> **Excerpt**:

----

Improvement and evaluation of loop-mediated isothermal amplification combined with a chromatographic flow dipstick assay and utilization in detection of Vibrio cholerae
Loop-mediated isothermal amplification (LAMP) is a specific, sensitive, and easy-to-perform nucleic acid analytical technique with wide application for diagnosis of disease. Recently, LAMP combined with use of a lateral chromatographic flow dipstick (LFD) has been widely used in nucleic acid detection. However, the LFD mechanism has not been systematically analyzed, and the optimal combination of labeled primers has not been adequately evaluated. We analyzed the LAMP mechanism and discovered that the labeled loop primers played a significant role in the LFD assay. To verify our hypothesis, we developed two LFD assays for Vibrio cholerae to detect the ctxA gene and the 16S–23S ribosomal DNA internal transcribed spacer (ITS). We labeled the inner primers [forward inner primer (FIP) and backward inner primer (BIP)] and loop primers [forward loop primer (LF) and backward loop primer (LB)]. Then the labeled and unlabeled primers were combined to form ten different primer sets. We assessed the specificity, sensitivity, and efficiency of LFD assays with use of different primer compositions. All triple-labeled primer sets resulted in false positive results in the LFD assay, as did the FIP and BIP double-labeled primer set. Other double-labeled-primer sets used in LFD assays showed higher sensitivity than the LAMP assays. Moreover, FIP and LF double-labeled and BIP and LB double-labeled sets had the highest sensitivity. In both cases, assays could be performed in 20 min. We also applied the ITS LFD assays in food samples. The enrichment broths of 112 oyster samples were tested, and the proportion that tested positive by the LFD assays was 6.25%, which was not lower than the rate for the conventional PCR method (5.36%).

----

> **Listed entries**:
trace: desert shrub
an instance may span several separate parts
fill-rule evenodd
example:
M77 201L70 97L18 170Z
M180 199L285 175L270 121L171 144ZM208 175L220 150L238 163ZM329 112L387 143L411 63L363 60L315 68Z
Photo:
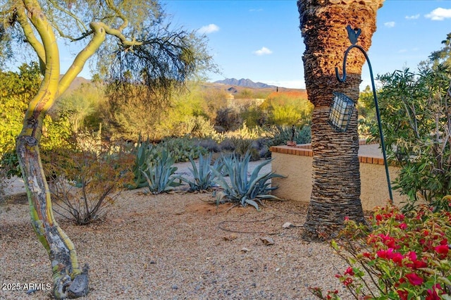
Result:
M49 114L54 120L64 115L74 132L95 130L101 123L101 108L105 106L105 102L102 85L95 81L83 82L58 98Z
M217 178L215 182L222 188L222 192L216 193L216 203L230 201L237 205L246 206L250 204L259 209L259 204L262 204L262 199L278 199L276 196L270 194L271 191L277 187L271 187L268 182L271 178L283 177L283 176L269 172L260 175L261 168L268 164L271 161L266 161L252 171L248 177L250 154L244 156L235 154L224 156L221 159L221 170L212 168ZM223 170L223 172L221 170ZM225 177L229 176L230 183Z
M291 126L271 126L267 129L267 145L285 145L287 141L290 141L292 136ZM295 126L295 137L293 140L296 144L309 144L311 142L311 130L310 126Z
M349 268L335 276L356 299L451 299L450 220L451 213L426 206L409 215L376 208L368 225L345 220L331 245ZM340 299L336 291L311 290L320 299Z
M256 105L250 106L247 109L241 111L240 116L249 127L264 126L268 123L268 113Z
M161 159L162 154L168 151L174 163L185 162L197 159L200 154L206 153L206 149L197 144L196 139L190 137L168 138L159 144L152 144L149 138L142 140L141 136L137 143L132 147L132 154L135 156L135 163L132 170L135 175L133 183L128 185L129 189L137 189L147 186L147 180L142 173L147 170L149 162L155 163Z
M393 188L433 206L451 189L451 69L443 65L380 76L381 115L389 159L400 167ZM376 122L371 127L378 138Z
M218 142L213 139L196 139L195 144L206 149L209 152L219 152L221 146Z
M224 107L220 108L216 113L215 124L223 127L225 131L233 131L239 128L242 123L239 113L233 108Z
M70 154L54 154L46 170L53 175L49 187L55 213L86 225L101 219L131 180L132 158L120 146L99 144L95 138L76 139Z
M168 192L180 185L180 178L174 176L177 170L177 167L173 165L175 162L175 160L166 149L148 160L147 168L141 170L141 172L147 181L147 187L151 193Z
M19 72L0 72L0 168L8 170L6 176L21 176L16 154L16 138L23 125L28 103L41 83L37 63L24 64ZM54 120L49 115L44 120L40 142L41 155L63 146L71 135L67 119Z
M192 139L189 136L167 138L163 140L161 143L154 145L150 149L152 154L152 157L158 156L159 153L161 153L163 150L167 150L171 153L171 156L174 158L175 162L186 162L190 161L190 158L197 159L200 154L205 154L206 150L198 146L195 139Z
M188 116L176 127L178 135L219 139L220 137L209 120L203 116Z
M310 123L313 104L305 93L299 92L273 92L260 106L268 115L268 124L302 126Z

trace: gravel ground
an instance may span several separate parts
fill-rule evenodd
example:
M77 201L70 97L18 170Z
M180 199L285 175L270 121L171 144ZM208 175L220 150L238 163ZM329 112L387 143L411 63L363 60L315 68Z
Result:
M314 299L309 287L338 289L345 263L327 243L302 239L307 206L292 201L253 207L206 203L210 194L123 192L102 221L59 220L89 263L85 299ZM285 222L298 227L283 228ZM270 238L266 245L261 239ZM51 299L51 269L30 224L23 194L0 204L1 299ZM31 294L25 284L42 284ZM20 290L9 290L11 285Z

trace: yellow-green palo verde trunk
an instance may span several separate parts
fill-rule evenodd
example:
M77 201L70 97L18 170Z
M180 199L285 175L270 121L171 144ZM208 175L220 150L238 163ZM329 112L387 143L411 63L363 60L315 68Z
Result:
M80 269L73 244L55 220L39 144L47 111L104 41L106 30L101 23L91 24L94 32L92 39L60 80L56 39L39 3L36 0L18 1L17 11L27 40L38 54L44 70L39 90L30 102L22 131L16 139L16 151L28 197L32 225L49 254L55 298L78 298L88 292L88 267L85 265L82 270ZM30 30L32 26L28 22L39 35L42 44Z

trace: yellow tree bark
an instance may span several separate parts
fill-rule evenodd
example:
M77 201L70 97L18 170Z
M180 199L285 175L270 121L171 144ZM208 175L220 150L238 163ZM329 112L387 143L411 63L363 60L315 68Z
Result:
M19 23L27 42L38 54L44 71L39 92L25 113L23 127L16 139L16 150L28 196L32 225L51 261L54 294L56 299L76 298L87 294L88 267L86 265L83 270L80 269L72 242L55 220L39 144L47 111L101 44L106 32L101 25L92 25L94 32L92 39L60 80L56 39L39 3L35 0L18 1L16 9ZM32 25L38 32L40 41L35 36Z

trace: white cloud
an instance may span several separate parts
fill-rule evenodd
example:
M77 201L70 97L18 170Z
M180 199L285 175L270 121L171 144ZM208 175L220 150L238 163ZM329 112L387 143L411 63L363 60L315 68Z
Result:
M433 21L443 21L445 19L451 18L451 8L446 9L439 7L424 16Z
M391 28L393 27L395 27L395 25L396 25L396 23L393 21L391 22L385 22L385 23L383 23L383 25L385 27L388 27L388 28Z
M407 20L416 20L420 17L420 14L417 13L416 15L406 15L406 19Z
M271 54L272 53L273 53L273 51L269 50L266 47L261 47L261 49L260 50L257 50L256 51L254 51L254 54L257 54L258 56Z
M209 24L206 26L201 27L197 32L201 35L208 35L209 33L214 32L216 31L219 31L219 26L216 24Z

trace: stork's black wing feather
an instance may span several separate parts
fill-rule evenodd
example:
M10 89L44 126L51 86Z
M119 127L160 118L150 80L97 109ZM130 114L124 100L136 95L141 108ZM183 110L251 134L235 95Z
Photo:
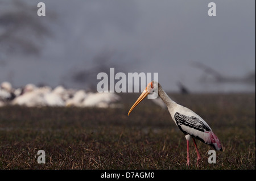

----

Answer these questions using the abstract on detecting Vibrio cholerae with LAMP and a flow dipstick.
(a) How many different primer sets were formed by combining the labeled and unlabeled primers?
(b) Which double-labeled primer sets had the highest sensitivity?
(c) How many oyster samples had their enrichment broths tested?

> **Exercise result**:
(a) Ten.
(b) The FIP and LF double-labeled set and the BIP and LB double-labeled set.
(c) 112.